GIVEN INSTRUCTION: Count how many lines in the entries below contain the word "wall". Reply with that number alone.

INPUT:
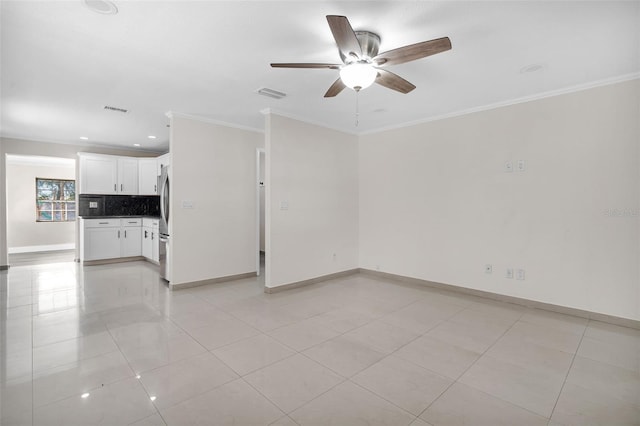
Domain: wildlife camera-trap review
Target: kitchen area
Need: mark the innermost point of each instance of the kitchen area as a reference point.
(123, 209)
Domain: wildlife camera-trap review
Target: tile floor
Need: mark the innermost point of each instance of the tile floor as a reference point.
(111, 345)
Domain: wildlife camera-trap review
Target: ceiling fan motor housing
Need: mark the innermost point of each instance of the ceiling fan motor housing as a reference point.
(369, 43)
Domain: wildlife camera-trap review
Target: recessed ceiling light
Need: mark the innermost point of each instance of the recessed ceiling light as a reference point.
(101, 6)
(531, 68)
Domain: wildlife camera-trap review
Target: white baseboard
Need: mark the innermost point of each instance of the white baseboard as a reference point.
(50, 247)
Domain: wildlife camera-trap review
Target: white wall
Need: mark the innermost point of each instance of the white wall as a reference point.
(27, 147)
(262, 203)
(23, 232)
(315, 171)
(436, 204)
(214, 168)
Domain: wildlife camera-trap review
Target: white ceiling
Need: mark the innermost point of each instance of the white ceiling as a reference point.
(62, 63)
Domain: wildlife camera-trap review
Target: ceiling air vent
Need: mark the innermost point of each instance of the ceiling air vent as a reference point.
(116, 109)
(265, 91)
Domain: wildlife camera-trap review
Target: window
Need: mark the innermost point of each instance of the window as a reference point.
(55, 200)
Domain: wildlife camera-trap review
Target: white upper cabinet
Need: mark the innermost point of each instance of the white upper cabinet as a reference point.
(148, 176)
(98, 174)
(127, 176)
(108, 174)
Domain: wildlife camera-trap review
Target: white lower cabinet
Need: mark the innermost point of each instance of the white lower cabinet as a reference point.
(131, 234)
(110, 238)
(100, 242)
(150, 240)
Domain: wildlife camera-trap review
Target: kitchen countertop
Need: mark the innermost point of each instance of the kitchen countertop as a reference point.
(119, 217)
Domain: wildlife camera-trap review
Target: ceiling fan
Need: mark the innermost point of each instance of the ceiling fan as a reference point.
(362, 65)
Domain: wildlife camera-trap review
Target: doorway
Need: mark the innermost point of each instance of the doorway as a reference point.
(260, 213)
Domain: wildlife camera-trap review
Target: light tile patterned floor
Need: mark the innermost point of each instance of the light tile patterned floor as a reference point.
(111, 345)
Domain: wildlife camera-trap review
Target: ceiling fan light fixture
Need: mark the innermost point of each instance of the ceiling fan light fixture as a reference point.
(358, 76)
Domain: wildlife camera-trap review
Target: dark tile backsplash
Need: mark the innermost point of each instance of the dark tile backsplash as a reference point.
(119, 205)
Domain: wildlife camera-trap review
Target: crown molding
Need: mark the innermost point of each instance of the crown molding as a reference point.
(524, 99)
(267, 111)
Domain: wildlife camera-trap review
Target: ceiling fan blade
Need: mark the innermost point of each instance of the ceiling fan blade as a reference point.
(303, 65)
(413, 52)
(394, 82)
(344, 35)
(335, 88)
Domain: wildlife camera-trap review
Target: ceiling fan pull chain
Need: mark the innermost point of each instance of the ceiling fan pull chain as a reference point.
(357, 108)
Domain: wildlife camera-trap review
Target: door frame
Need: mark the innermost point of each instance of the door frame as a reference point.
(259, 151)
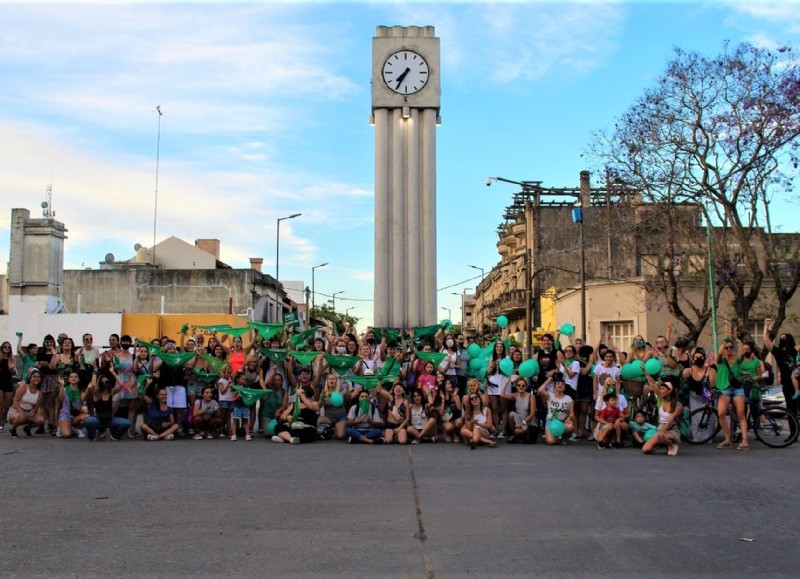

SOLUTION TO THIS TASK: 2